**Page excerpt**.

+++

SOFTWARE HOUSE Microsoft has told The INQUIRER that Skype is 'coming soon' to Windows Phone 8, after the app failed to show up with the launch of the mobile operating system.
Microsoft has been keen to talk up the Skype app for Windows Phone 8, but we were disappointed to find that the app is yet available in the Windows Store, given the operating system's support for apps designed for Windows Phone 7.
We're not the only ones disappointed either, as early Windows Phone 8 adopters have taken to Twitter to bemoan the lack of a Skype app. For example, one user said, "What the..? Skype isn't available for Windows Phone 8? Microsoft is making it really hard to whole-heartedly love its mobile OS."
However, Microsoft has told us that the app will arrive in the Windows Store 'soon,' although it was unable to give us a date. Skype told us it was unable to comment.
It sounds like it'll be worth the wait, though. Borrowing styling tips from Microsoft's Windows 8 desktop operating system, it sports a clean and simple user interface. It also comes with the ability to run in the background, with Skype promising that this won't drain the battery of your Windows Phone handset, and contacts will now be integrated into the Windows Phone 8 People Hub.
Thanks to Microsoft's customisable Windows Phone 8 mobile operating system, you'll be able to resize the Skype Live Tile, opting whether to display it in a small, medium or large format.

+++

**Given instruction 1**. Condense the paragraph of the article on Skype for Windows Phone 8 that begins "It sounds like it'll be worth the wait" into a bulleted list that retains its main facts.
**Given instruction 2**. Edit the records from their first line through the line containing "[176,263,236,381]", replacing "Locate" with "Identify" and leaving everything else unchanged; return only those lines.

Dataset excerpt:
+++

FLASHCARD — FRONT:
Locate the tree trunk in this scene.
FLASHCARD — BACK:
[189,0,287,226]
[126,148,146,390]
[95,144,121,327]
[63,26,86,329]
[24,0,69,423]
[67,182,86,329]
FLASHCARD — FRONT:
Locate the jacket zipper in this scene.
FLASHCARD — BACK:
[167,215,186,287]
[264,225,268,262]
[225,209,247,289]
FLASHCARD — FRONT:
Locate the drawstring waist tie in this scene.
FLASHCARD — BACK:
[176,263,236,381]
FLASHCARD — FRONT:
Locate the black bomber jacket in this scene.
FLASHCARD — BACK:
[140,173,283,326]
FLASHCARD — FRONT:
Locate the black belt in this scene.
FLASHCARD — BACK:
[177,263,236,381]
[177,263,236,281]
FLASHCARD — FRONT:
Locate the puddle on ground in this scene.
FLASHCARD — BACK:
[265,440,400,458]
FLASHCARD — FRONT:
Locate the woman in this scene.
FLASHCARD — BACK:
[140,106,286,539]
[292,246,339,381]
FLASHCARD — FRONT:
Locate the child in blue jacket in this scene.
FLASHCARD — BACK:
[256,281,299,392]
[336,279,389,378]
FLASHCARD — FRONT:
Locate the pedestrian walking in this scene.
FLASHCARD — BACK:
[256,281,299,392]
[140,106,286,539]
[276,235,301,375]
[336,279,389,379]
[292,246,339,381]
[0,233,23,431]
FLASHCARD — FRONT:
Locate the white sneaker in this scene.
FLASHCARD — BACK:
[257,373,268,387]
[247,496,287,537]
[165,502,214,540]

+++

**Exercise response 1**.
- The app should be worth the wait.
- It has a clean, simple user interface styled after Microsoft's Windows 8 desktop operating system.
- It can run in the background, and Skype promises this will not drain the Windows Phone handset's battery.
- Contacts will be integrated into the Windows Phone 8 People Hub.

**Exercise response 2**.
FLASHCARD — FRONT:
Identify the tree trunk in this scene.
FLASHCARD — BACK:
[189,0,287,226]
[126,148,146,390]
[95,144,121,327]
[63,26,86,329]
[24,0,69,423]
[67,182,86,329]
FLASHCARD — FRONT:
Identify the jacket zipper in this scene.
FLASHCARD — BACK:
[167,215,186,287]
[264,225,268,262]
[225,209,247,289]
FLASHCARD — FRONT:
Identify the drawstring waist tie in this scene.
FLASHCARD — BACK:
[176,263,236,381]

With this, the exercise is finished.